**EXCERPT:**
# How can I contact UBER?



## UberJace (Jun 18, 2015)

Im looking to be able to contact uber, as I'm driving a 2014 Black Dodge Charger, and wondering why I don't qualify for UberBlack? Is it because I have a beige interior?


----------



## Choochie (Jan 4, 2015)

UberJace said:


> Im looking to be able to contact uber, as I'm driving a 2014 Black Dodge Charger, and wondering why I don't qualify for UberBlack? Is it because I have a beige interior?


There is no phone so go to partners.uber.com and email them. If you are not a driver yet then go to uber.com and email them. 
How much did your car cost? Just curious, it doesn't matter. That class is usually a Lincoln, Mercedes, etc.


----------



## ARIV005 (Mar 4, 2015)

**OBJECTIVE 1:** Name every username that heads a post in the forum thread about contacting Uber.
The listing that follows has no connection to the forum thread about contacting Uber.

Coordinate annotation entries:
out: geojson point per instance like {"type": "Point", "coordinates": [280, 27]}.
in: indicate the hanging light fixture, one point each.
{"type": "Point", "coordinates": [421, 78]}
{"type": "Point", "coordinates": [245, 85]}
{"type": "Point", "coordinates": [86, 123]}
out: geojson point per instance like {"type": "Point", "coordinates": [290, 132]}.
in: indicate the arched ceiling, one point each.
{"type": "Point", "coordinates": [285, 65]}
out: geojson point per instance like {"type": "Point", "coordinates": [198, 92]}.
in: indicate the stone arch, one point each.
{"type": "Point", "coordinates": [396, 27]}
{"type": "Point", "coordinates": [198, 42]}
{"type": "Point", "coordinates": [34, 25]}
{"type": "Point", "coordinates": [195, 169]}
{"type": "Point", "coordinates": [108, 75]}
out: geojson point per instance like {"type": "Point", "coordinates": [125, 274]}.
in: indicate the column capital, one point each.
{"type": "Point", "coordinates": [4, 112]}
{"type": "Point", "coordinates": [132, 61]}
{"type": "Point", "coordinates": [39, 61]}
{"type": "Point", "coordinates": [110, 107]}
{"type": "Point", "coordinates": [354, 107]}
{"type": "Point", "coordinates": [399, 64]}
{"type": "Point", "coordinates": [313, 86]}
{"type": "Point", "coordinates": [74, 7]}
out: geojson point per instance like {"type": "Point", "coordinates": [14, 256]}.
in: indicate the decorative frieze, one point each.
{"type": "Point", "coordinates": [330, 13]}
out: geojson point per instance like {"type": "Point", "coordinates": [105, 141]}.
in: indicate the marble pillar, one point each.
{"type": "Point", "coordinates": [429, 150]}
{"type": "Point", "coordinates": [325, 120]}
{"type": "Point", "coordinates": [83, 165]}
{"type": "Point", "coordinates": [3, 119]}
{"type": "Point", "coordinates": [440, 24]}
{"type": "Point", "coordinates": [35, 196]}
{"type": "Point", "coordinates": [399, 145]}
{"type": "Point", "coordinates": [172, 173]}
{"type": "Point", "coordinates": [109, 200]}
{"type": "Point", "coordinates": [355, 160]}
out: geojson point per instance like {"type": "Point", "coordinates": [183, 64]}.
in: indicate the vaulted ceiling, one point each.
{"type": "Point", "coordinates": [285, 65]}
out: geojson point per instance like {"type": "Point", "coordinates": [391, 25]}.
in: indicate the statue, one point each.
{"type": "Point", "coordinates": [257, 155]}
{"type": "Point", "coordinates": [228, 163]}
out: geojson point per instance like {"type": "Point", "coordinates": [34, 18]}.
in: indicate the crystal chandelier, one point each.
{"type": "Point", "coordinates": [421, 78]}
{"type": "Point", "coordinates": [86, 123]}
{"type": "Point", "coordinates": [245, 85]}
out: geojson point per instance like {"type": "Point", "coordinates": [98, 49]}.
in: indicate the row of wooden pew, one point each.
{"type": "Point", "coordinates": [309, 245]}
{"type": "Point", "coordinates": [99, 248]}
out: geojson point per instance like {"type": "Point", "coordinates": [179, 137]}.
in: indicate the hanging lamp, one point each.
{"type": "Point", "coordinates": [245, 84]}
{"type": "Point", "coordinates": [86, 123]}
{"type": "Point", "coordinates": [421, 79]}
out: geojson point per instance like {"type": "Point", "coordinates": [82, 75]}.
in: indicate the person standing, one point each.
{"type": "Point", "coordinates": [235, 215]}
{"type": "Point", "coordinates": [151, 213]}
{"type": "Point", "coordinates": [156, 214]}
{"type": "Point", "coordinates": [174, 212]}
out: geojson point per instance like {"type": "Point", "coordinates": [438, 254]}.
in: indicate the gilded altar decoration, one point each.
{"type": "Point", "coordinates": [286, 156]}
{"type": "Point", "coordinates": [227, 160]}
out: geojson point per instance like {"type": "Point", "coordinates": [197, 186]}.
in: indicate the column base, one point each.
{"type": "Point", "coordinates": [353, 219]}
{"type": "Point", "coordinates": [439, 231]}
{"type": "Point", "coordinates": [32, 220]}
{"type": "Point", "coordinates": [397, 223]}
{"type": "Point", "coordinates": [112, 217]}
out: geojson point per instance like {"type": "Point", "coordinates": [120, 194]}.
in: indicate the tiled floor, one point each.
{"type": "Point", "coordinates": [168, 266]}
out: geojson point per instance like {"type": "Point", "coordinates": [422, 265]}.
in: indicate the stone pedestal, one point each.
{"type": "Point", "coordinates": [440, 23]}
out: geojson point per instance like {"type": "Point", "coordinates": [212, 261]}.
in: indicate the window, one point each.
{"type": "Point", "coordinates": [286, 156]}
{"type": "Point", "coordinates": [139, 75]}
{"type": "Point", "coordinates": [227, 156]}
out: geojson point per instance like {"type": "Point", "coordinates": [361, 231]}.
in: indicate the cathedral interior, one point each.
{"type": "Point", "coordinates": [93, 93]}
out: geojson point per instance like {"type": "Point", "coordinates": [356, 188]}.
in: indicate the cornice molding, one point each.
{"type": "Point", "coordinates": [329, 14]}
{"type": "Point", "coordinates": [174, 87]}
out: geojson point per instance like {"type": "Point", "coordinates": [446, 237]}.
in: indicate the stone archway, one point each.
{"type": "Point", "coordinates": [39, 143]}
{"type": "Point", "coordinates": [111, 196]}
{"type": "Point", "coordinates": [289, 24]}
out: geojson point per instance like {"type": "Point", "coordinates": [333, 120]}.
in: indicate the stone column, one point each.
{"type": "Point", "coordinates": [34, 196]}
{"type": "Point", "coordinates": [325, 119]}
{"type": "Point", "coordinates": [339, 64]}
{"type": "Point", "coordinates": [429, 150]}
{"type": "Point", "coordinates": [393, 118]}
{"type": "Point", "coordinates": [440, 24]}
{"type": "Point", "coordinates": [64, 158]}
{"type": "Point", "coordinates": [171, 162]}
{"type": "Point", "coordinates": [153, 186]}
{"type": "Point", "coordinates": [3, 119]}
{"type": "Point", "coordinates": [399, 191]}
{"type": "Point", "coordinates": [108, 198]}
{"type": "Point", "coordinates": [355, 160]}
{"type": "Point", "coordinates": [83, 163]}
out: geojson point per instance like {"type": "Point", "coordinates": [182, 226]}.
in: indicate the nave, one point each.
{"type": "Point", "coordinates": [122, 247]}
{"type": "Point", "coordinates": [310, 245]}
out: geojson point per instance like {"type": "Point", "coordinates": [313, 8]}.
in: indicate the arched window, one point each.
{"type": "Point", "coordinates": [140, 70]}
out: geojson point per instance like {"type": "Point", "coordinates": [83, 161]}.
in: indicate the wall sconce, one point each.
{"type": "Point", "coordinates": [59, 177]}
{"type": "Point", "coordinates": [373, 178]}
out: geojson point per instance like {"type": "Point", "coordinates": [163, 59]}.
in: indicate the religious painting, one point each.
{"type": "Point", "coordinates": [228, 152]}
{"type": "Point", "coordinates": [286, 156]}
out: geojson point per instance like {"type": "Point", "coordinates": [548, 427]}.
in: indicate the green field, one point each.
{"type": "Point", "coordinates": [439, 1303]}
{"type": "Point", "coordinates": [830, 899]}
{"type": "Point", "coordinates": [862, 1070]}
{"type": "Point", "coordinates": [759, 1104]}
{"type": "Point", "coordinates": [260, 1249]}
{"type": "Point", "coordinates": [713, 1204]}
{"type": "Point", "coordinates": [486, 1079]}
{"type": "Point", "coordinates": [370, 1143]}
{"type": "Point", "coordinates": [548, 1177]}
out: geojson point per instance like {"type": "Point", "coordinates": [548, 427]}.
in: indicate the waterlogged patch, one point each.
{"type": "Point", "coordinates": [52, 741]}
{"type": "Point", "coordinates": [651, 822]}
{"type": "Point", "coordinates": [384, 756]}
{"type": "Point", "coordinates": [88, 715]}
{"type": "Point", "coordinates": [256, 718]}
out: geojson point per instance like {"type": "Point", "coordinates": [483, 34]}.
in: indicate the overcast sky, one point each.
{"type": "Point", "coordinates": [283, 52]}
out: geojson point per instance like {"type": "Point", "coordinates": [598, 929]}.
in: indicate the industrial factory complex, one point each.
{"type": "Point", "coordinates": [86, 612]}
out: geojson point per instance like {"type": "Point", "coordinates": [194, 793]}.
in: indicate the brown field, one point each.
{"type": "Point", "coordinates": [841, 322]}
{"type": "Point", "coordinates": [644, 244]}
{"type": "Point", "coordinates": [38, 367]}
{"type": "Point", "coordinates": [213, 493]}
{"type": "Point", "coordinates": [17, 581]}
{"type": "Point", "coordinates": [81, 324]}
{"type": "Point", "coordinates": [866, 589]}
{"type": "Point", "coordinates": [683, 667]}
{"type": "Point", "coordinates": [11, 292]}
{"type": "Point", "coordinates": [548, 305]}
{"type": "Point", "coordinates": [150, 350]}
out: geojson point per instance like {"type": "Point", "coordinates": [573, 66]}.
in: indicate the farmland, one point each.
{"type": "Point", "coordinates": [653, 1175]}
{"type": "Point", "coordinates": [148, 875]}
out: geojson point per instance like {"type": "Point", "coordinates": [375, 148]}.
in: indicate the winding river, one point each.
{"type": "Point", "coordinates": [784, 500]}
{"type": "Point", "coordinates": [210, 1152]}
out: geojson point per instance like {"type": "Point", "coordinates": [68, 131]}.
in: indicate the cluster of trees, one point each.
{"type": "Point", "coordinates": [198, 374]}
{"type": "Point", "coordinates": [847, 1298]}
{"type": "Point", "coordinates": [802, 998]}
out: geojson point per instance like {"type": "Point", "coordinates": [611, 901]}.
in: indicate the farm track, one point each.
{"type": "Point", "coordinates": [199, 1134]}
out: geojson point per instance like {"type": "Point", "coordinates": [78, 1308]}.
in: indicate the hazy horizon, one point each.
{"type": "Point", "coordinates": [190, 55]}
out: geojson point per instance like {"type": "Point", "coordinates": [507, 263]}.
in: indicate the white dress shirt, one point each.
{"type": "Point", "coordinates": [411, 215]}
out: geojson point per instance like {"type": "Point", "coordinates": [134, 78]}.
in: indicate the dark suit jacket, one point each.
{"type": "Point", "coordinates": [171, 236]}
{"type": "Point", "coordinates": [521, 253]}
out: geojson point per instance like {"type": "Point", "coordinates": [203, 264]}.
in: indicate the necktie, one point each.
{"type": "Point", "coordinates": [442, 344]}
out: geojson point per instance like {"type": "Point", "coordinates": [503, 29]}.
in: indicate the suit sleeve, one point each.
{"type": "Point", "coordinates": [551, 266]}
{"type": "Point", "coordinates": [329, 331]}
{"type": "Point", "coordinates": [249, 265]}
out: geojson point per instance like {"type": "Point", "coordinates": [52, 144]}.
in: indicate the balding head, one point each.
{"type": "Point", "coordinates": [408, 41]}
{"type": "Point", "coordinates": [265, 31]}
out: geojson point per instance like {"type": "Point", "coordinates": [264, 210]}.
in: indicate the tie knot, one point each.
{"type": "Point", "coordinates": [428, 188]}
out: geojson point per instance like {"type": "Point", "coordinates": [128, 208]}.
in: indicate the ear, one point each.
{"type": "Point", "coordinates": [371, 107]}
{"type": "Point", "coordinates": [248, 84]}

**OBJECTIVE 2:** Gather every line of the listing that contains the string "field", treating uppercase and lowercase as different.

**CORRECT ANSWER 1:** UberJace, Choochie, ARIV005

**CORRECT ANSWER 2:**
in: indicate the green field, one point each.
in: indicate the brown field, one point each.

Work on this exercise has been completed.